What you will do:
Render every line of the data below as a JSON list of strings, one string per line, omitting blank lines. Leave the pictures out of the list.

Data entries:
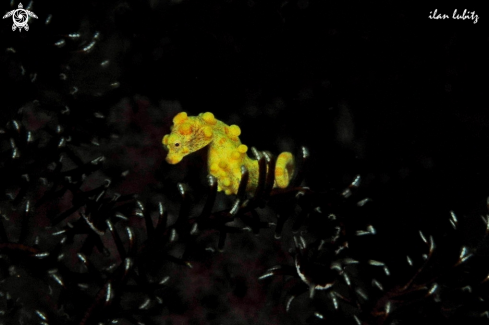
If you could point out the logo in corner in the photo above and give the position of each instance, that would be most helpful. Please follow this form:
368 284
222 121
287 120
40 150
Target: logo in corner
20 17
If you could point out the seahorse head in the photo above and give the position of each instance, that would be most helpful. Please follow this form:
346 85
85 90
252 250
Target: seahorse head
188 134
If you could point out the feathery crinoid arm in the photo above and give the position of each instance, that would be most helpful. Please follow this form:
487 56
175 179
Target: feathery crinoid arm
226 152
8 14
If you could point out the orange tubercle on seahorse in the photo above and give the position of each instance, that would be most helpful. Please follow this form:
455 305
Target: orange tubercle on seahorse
226 152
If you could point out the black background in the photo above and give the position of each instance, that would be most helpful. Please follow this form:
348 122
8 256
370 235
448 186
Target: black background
372 89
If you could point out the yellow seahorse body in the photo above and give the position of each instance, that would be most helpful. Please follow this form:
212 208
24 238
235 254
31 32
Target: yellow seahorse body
226 152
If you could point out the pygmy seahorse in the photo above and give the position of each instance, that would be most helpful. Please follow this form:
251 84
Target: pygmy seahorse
226 152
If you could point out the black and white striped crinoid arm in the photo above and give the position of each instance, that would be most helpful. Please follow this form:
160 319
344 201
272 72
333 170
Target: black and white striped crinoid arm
8 14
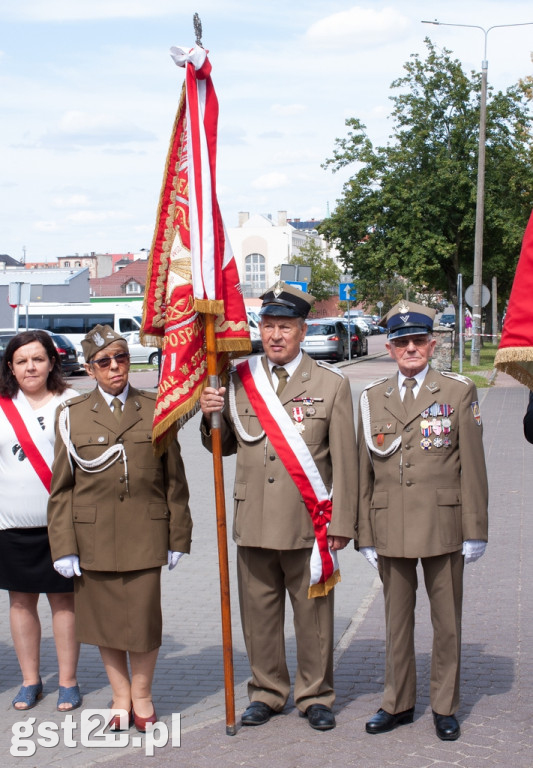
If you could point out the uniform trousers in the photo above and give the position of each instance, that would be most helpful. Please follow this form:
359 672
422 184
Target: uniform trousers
264 578
443 577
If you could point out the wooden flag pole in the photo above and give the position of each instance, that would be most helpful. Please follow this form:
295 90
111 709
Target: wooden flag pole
220 503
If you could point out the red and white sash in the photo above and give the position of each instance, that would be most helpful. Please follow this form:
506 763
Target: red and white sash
300 465
41 465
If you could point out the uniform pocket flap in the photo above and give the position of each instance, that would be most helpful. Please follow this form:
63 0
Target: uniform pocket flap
84 514
95 438
384 427
380 500
157 511
448 497
141 437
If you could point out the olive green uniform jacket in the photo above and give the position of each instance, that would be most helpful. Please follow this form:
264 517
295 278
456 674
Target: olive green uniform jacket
113 520
421 501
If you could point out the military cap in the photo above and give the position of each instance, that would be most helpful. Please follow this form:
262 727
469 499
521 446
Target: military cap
408 319
99 337
286 301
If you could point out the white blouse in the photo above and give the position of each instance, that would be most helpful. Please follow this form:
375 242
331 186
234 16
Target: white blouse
23 497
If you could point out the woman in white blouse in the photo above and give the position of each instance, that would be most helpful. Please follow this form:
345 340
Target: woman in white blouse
31 388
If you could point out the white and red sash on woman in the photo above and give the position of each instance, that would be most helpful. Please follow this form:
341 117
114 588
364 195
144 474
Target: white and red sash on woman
300 465
28 432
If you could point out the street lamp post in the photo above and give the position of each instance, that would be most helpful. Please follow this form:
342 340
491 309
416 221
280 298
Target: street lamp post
480 195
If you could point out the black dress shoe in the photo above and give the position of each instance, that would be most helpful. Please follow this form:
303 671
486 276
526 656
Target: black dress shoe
384 721
447 727
320 717
257 713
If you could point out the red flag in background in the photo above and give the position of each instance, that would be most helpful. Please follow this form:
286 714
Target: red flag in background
515 353
191 270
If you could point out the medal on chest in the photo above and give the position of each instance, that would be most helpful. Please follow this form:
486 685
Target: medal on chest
298 416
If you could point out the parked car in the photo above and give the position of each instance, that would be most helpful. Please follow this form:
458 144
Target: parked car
66 351
447 320
363 327
358 339
326 339
138 352
255 335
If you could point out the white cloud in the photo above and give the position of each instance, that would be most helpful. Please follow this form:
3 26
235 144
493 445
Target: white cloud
46 226
77 129
288 109
90 217
77 10
72 201
358 28
272 180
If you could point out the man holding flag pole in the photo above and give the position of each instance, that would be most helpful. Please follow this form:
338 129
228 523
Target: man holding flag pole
290 421
193 306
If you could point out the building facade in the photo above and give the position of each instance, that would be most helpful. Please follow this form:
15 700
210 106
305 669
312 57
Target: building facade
260 245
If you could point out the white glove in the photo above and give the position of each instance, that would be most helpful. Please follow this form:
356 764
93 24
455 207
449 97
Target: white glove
68 566
173 559
370 554
473 549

Response to the task:
[
  "If you could point out the logo in corner in the photo above and give the position of each instance, that would be most helpful. Please follow this form:",
  "368 284",
  "222 121",
  "287 120",
  "40 150",
  "Target: logo in corner",
  "20 17",
  "If you could point out the seahorse head in the photo above and give the position of each instance, that would be most helpful. Please follow this form:",
  "346 85",
  "85 90",
  "252 250",
  "Target: seahorse head",
  "188 134",
  "If you could point out the feathery crinoid arm in the photo above and give the position of each instance, that would be most helpful. Please follow this form:",
  "487 56",
  "175 179",
  "Target: feathery crinoid arm",
  "226 152",
  "8 14",
  "If you could point out the orange tubercle on seahorse in the photo above and give the position of each instance, that would be most helpful. Please follow this form:",
  "455 305",
  "Target: orange tubercle on seahorse",
  "226 152",
  "If you could point out the black background in the photo above and give the position of each instance, that would be most helpful. Please follow this form:",
  "348 122",
  "8 256",
  "370 235",
  "448 186",
  "Target: black background",
  "372 89",
  "If you could point out the yellow seahorse body in the photo above and give the position of each instance, that would be most helpful. Please follow this form:",
  "212 208",
  "24 238",
  "235 254",
  "31 32",
  "Target: yellow seahorse body",
  "226 152",
  "If you could point out the pygmy seahorse in the photo above and give the position of each instance, that would be most helpful. Please follow this form:",
  "251 84",
  "Target: pygmy seahorse",
  "226 152",
  "If you could point out the black and white striped crinoid arm in the photo above and give the position of each instance, that would be most helpful. Please follow this form:",
  "160 319",
  "344 201",
  "272 72",
  "333 170",
  "Target: black and white striped crinoid arm",
  "8 14",
  "If you could point out the uniform trousers in the photo above and give the position of each instance, that would be most helpful. Please follow this form:",
  "359 672",
  "422 184",
  "Target: uniform trousers",
  "264 578",
  "443 577",
  "If you could point out the wooden flag pole in the photo above and give the position of each instance, that would be most helpful. Please follow this form:",
  "295 90",
  "111 709",
  "Target: wooden flag pole",
  "220 503",
  "If you could point out the red and white sash in the photo above and give the position of each instance, that would be most helpful. Please follow this form:",
  "506 763",
  "Target: red and white sash",
  "300 465",
  "41 465",
  "If you could point out the uniform pocket flap in the photo above and give the position of each instance, that would be most helpful. Please follow this form:",
  "63 0",
  "Target: uniform pocket flap",
  "84 514",
  "95 438",
  "384 427",
  "380 500",
  "157 511",
  "448 497",
  "141 437",
  "If you could point out the olive green uniform jacket in the photo above and give the position of each instance, that would be most helpful. Please follow this form:",
  "264 517",
  "295 278",
  "456 674",
  "Target: olive green uniform jacket",
  "113 520",
  "421 501",
  "If you could point out the military cap in the photo above and give the position of each instance, that would be most helpful. Please follow this form:",
  "262 727",
  "469 499",
  "521 446",
  "Target: military cap",
  "408 319",
  "99 337",
  "286 301",
  "If you could point out the white blouse in the photo above and give the position of each instance, that would be most helpful. Please follow this form:",
  "375 242",
  "331 186",
  "234 16",
  "Target: white blouse",
  "23 497",
  "If you could point out the woman in white blouse in the photo above and give the position of each instance, that would be most helpful. Please follow this form:",
  "345 340",
  "Target: woman in white blouse",
  "31 388",
  "If you could point out the white and red sash on woman in the photo above and give the position of each instance, that would be most helpful. Please follow this form:",
  "341 117",
  "114 588",
  "364 195",
  "144 474",
  "Target: white and red sash on woman",
  "300 465",
  "28 432",
  "If you could point out the street lamp post in the photo above and give the position of each instance, that would be most helpful. Please follow this form:",
  "342 340",
  "491 309",
  "416 221",
  "280 298",
  "Target: street lamp post",
  "480 195",
  "If you could point out the black dress shoe in the photo above and give the position of each instance, that would be most helpful. Please follow this form:",
  "303 671",
  "486 276",
  "526 656",
  "Target: black dress shoe",
  "384 721",
  "447 727",
  "320 717",
  "257 713",
  "If you could point out the red flag in background in the photo above and give the position of each instance, that would be most helpful. Please follow this form:",
  "286 714",
  "Target: red flag in background",
  "515 353",
  "191 270",
  "If you could point out the medal on chest in the photo above and give the position of each instance, that would be most helpful. Please follow this form:",
  "486 685",
  "Target: medal on chest",
  "298 416",
  "If you could point out the parked car in the photo above and give the position of each instance, that would be most helpful. Please follow this form:",
  "458 144",
  "Target: parked car",
  "66 351",
  "447 320",
  "363 327",
  "358 339",
  "326 339",
  "138 352",
  "255 335",
  "If you could point out the white cloud in the photo above and give the position of each instance, that would be most helpful. Please follow this form:",
  "3 26",
  "235 144",
  "493 445",
  "Target: white cloud",
  "46 226",
  "77 129",
  "288 109",
  "90 217",
  "77 10",
  "72 201",
  "358 28",
  "272 180",
  "If you could point out the man holding flag pole in the photo above and give the position of each instance, that would be most helpful. Please follow this form:",
  "338 129",
  "228 523",
  "Target: man holding flag pole",
  "290 421",
  "193 306",
  "If you could point out the building facade in the photo above and give the position of each instance, that would be most helpful. Please follow this form:",
  "15 700",
  "210 106",
  "305 669",
  "312 57",
  "Target: building facade",
  "260 245",
  "If you could point out the white glove in the photo above and give the position of each instance, that would be most helpful. Please follow this form:",
  "356 764",
  "93 24",
  "455 207",
  "449 97",
  "Target: white glove",
  "68 566",
  "173 559",
  "370 554",
  "473 549"
]